## Teks yang Diberikan
Mediasi Sebagai Jalan Penyelesaian Sengketa Hak Asuh Anak

Nor Faisal
Nor Faisal
Oleh: Nor Faisal*

maduraindepth.com – Jika ditelusuri secara komprehensif, mediasi atau menyelesaikan persengkataan malalui jalur perdamaian sejatinya telah semenjak dahulu telah dilaklukan di indonesia. Pada umumnya, penyelesaian sengkata dilakukan dan diketuai oleh kepala adat/suku sebagai tokoh dan figur yang berperan dalam kelompok tersebut, dan dianggap mampu dan bisa menyelesaikan sengketa di internal warganya merupakan fakta sejarah (the fact history) yang tidak bisa dipungkiri. Disamping secara adat Islam juga diajarkan pula hal ihwal bagaimana cara yang dilakukan dalam melakukan perdamaian.

## Tugas Latihan
**1)** Tuliskan kembali secara persis bagian teks tentang mediasi di atas, mulai dari "Mediasi Sebagai Jalan" dan berlanjut sampai "dalam melakukan perdamaian.".
**2)** Jawablah pertanyaan berikut berdasarkan teks tentang mediasi di atas.
(a) Siapa penulis teks ini?
(b) Siapa yang pada umumnya mengetuai penyelesaian sengketa menurut teks ini?
(c) Selain adat, ajaran apa yang disebut juga mengajarkan cara melakukan perdamaian?

## Kutipan Materi
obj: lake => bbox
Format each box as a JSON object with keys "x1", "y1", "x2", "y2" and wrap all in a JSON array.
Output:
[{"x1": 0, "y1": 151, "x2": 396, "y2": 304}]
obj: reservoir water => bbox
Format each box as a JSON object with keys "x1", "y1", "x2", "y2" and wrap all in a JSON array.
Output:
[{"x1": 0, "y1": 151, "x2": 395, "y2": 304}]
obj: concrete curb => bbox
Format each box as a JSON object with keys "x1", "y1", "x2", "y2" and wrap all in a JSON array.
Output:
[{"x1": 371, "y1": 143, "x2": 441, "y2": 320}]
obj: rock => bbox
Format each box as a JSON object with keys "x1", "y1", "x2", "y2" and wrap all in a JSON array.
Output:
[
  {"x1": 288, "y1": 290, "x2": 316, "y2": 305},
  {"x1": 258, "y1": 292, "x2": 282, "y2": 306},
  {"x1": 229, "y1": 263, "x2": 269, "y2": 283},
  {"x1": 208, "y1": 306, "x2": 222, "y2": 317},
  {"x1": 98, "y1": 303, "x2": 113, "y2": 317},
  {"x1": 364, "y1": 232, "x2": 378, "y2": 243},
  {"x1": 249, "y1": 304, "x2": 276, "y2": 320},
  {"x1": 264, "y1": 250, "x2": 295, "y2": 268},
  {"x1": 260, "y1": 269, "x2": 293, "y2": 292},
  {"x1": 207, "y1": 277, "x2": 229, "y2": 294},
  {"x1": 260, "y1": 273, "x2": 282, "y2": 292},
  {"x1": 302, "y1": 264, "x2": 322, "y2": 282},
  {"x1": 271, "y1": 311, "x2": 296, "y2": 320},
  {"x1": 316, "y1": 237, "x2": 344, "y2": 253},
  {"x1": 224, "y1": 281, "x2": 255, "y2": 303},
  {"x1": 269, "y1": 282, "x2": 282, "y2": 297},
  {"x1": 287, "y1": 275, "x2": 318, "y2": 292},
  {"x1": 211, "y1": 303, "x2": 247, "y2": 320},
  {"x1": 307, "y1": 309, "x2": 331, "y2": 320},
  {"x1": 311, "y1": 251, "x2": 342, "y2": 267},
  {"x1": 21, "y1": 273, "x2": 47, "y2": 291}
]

## Jawaban Latihan
**1)**
Mediasi Sebagai Jalan Penyelesaian Sengketa Hak Asuh Anak

Nor Faisal
Nor Faisal
Oleh: Nor Faisal*

maduraindepth.com – Jika ditelusuri secara komprehensif, mediasi atau menyelesaikan persengkataan malalui jalur perdamaian sejatinya telah semenjak dahulu telah dilaklukan di indonesia. Pada umumnya, penyelesaian sengkata dilakukan dan diketuai oleh kepala adat/suku sebagai tokoh dan figur yang berperan dalam kelompok tersebut, dan dianggap mampu dan bisa menyelesaikan sengketa di internal warganya merupakan fakta sejarah (the fact history) yang tidak bisa dipungkiri. Disamping secara adat Islam juga diajarkan pula hal ihwal bagaimana cara yang dilakukan dalam melakukan perdamaian.

**2)**
(a) Nor Faisal.
(b) Kepala adat/suku.
(c) Islam.